> Task objective:
Rewrite the listing below, replacing every occurrence of "crossing-conflict check" with "overlap review" and keeping all other text unchanged. Omit the pictures from your output.

> The data:
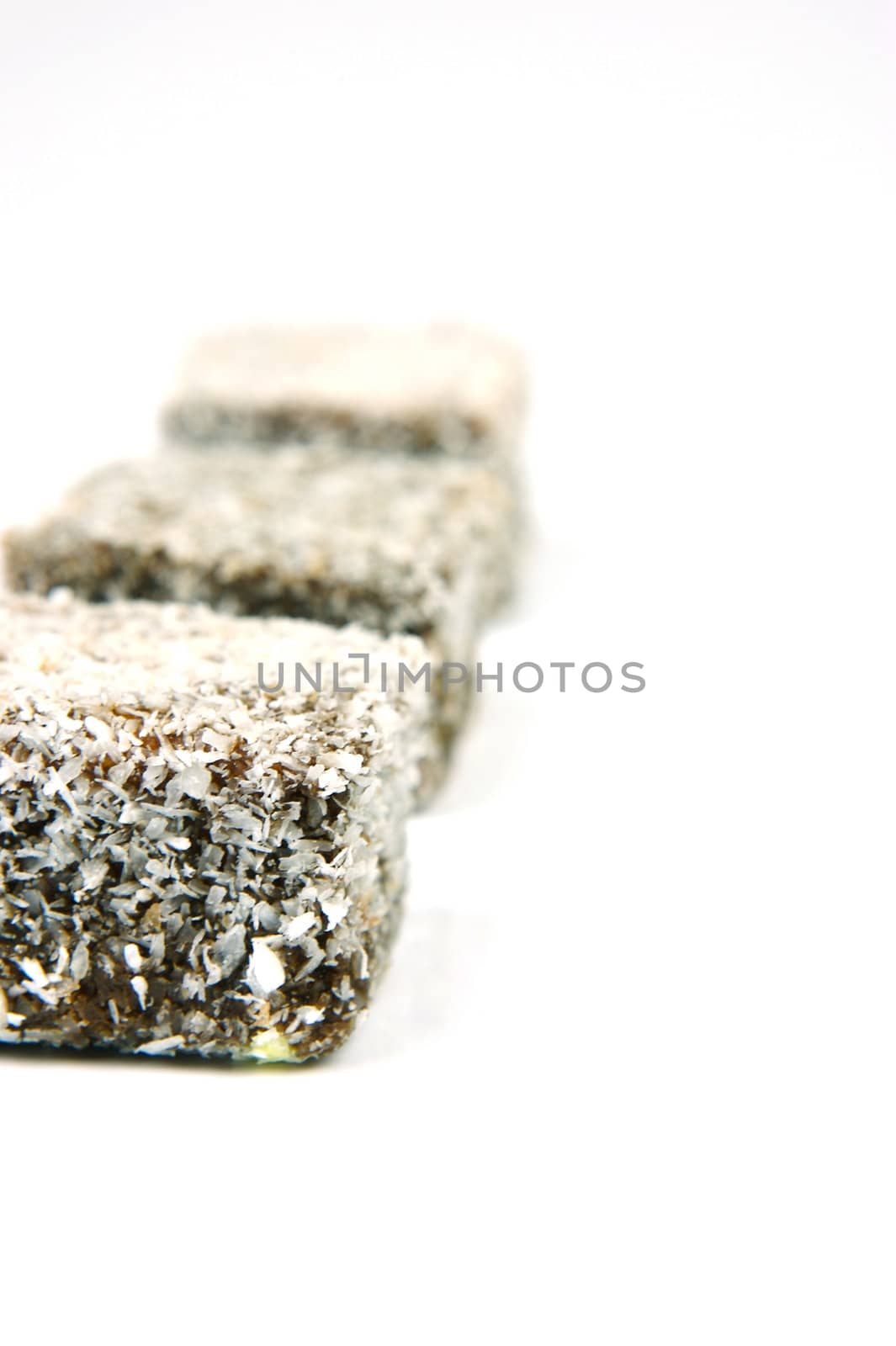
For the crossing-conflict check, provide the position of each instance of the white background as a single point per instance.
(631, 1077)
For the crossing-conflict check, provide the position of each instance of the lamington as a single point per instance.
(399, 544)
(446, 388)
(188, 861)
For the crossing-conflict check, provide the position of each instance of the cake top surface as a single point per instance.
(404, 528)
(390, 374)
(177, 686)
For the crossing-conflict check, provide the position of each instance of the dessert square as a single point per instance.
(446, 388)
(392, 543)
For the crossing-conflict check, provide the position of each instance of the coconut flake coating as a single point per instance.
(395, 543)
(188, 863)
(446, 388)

> Full response:
For the overlap review, provide the position of each instance of the white background as a single point per instance.
(631, 1077)
For the overlap review, provide the position of each instance of the lamington as a single point per instance.
(399, 544)
(446, 388)
(188, 861)
For the overlap review, provide the position of each instance of the cake top surface as a single point per instance.
(404, 528)
(390, 374)
(177, 686)
For the overlap review, provide the position of each instance of the dessert square as a single point per instance.
(446, 388)
(392, 543)
For the overlap review, provide the position of each instance of the coconut flake coating as a single point per instance.
(395, 543)
(188, 863)
(446, 388)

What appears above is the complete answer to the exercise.